**Problem description**. Continue the summary of the G7 Summit in Cornwall, picking up right after its last sentence.

16 June 2021

Here are the main points discussed during the G7 Summit which took place between 11 and 13 June 2021 in Cornwall, the first face-to-face summit in nearly two years.

  • Tackling the Covid19 pandemic: By the end of 2022, the G7 will distribute more than 1 billion doses of vaccine against Covid-19 (France is doubling its pledge to 60M doses by the end of 2021). This is to lead to a fairer development and recovery, especially for the southern countries.In addition, an investigation into the origins of the pandemic has been requested to the WHO, in order to prevent another pandemic, but also to understand whether this virus originated from a laboratory mistake or not.
  • Climate action: The G7 leaders want to reduce the impact of global warming by limiting it to +1.5 degrees, the limit beyond which scientists say warming would become uncontrollable. Carbon neutrality by 2050, as well as halving CO2 emissions by 2030, are also major points discussed at the summit.

**Entries shown**.
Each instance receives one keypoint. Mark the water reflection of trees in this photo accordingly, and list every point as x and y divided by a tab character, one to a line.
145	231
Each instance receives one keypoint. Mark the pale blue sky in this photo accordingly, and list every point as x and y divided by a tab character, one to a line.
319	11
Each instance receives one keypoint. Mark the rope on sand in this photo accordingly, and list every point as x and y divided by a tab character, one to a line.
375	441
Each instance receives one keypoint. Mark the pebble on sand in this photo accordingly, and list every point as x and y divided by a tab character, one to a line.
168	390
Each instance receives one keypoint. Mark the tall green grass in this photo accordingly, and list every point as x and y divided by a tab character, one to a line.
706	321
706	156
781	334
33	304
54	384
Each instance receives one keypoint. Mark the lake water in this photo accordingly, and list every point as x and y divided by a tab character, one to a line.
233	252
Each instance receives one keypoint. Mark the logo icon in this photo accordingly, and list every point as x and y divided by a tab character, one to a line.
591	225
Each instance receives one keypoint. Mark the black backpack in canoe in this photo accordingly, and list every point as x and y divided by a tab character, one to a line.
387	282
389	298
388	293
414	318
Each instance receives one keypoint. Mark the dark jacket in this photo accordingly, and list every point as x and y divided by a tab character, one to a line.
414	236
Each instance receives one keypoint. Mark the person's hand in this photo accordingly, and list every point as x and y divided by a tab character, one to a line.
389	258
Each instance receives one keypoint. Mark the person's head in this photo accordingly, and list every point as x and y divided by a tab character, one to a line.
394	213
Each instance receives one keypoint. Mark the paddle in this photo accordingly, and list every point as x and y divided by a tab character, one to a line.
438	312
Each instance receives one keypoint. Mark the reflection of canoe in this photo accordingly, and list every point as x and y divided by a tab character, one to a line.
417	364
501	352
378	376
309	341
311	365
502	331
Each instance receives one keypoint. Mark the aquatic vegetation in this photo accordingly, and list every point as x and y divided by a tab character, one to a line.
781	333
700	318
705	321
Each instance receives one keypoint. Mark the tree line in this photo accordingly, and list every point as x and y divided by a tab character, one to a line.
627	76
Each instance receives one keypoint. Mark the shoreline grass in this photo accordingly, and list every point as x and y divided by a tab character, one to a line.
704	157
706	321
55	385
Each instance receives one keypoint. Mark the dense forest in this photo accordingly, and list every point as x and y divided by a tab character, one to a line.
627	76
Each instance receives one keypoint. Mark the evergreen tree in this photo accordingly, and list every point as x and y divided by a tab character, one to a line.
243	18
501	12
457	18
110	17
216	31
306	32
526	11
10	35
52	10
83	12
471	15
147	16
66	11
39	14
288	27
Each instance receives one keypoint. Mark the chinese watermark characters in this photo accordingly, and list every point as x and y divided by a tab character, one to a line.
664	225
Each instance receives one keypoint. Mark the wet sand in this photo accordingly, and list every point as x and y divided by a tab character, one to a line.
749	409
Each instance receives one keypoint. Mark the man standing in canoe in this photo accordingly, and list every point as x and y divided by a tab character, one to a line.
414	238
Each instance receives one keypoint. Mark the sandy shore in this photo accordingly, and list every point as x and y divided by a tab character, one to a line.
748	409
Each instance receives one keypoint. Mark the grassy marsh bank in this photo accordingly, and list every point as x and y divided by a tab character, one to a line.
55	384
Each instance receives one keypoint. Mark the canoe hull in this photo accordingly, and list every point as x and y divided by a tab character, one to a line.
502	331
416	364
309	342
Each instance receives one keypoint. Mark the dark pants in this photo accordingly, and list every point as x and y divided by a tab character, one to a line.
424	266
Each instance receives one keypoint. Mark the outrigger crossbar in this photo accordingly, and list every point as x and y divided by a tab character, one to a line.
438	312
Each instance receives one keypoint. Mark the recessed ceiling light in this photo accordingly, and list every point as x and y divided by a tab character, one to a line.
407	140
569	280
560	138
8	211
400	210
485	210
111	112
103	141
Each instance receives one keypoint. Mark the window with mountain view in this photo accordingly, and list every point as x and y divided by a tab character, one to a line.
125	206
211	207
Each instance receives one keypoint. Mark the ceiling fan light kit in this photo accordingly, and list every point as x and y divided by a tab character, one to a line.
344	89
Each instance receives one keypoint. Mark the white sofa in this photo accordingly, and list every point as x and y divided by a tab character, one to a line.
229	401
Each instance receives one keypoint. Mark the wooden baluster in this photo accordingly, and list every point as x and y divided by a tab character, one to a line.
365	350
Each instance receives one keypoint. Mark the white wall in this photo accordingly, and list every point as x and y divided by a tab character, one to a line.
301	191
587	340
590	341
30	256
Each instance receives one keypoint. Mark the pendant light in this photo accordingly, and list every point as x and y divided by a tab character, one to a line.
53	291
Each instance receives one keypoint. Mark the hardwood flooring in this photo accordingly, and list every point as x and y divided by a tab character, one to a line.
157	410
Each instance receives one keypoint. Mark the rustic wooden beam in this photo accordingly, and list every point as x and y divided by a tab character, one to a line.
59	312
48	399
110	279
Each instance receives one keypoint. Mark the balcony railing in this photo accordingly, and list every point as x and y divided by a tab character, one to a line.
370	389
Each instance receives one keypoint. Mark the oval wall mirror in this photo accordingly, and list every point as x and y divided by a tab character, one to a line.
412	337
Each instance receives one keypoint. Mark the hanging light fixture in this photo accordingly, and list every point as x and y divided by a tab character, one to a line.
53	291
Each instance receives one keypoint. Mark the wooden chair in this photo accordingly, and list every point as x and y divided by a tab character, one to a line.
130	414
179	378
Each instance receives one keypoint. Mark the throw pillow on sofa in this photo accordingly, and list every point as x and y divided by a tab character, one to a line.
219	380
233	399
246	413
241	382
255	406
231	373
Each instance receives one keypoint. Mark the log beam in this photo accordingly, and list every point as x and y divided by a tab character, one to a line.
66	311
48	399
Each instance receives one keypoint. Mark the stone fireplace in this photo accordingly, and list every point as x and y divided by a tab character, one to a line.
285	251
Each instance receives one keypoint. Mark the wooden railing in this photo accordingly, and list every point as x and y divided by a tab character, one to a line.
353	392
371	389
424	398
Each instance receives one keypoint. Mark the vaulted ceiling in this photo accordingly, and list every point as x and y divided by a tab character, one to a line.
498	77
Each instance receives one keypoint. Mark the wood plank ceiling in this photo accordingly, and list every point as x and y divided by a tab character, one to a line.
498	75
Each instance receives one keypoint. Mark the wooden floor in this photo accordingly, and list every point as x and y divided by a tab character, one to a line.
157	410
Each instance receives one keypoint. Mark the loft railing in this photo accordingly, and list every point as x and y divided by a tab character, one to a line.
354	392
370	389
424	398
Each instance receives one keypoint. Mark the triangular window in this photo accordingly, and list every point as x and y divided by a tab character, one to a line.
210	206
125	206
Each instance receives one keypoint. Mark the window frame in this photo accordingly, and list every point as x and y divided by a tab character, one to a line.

**Your response**.
  • Infrastructure plan: The G7 members want to counteract China’s influence over the least developed countries (with the New Silk Road, for example), by supporting developing countries in the fields of climate, health, security, digital technology and gender equality.  The G7 wants to support underdeveloped countries (especially those in Africa) by supporting their recovery with an investment of 100 billion dollars.
  • China and Russia: G7 leaders condemn the treatment of the Uighur community in China, while not ruling out the possibility of cooperation with the country when there is mutual interest. On Russia, the G7 calls on the country to “cease its destabilising activities”, highlighting ethical issues, such as respect for human rights and cyber-attacks.
  • Democratic values: Concerns over democracy, freedom, equality, rule of law and respect for human rights were central to the G7. The major economic powers have pledged to provide education for 40 million girls worldwide, with an investment of $2.75 billion.
  • Taxes: Tax evasion, particularly in relation to GAFAMs, has been a main issue on the summit agenda. A fairer finance system, with a 15% minimum global corporate tax, and more effective taxation of digital giants have been recently proposed.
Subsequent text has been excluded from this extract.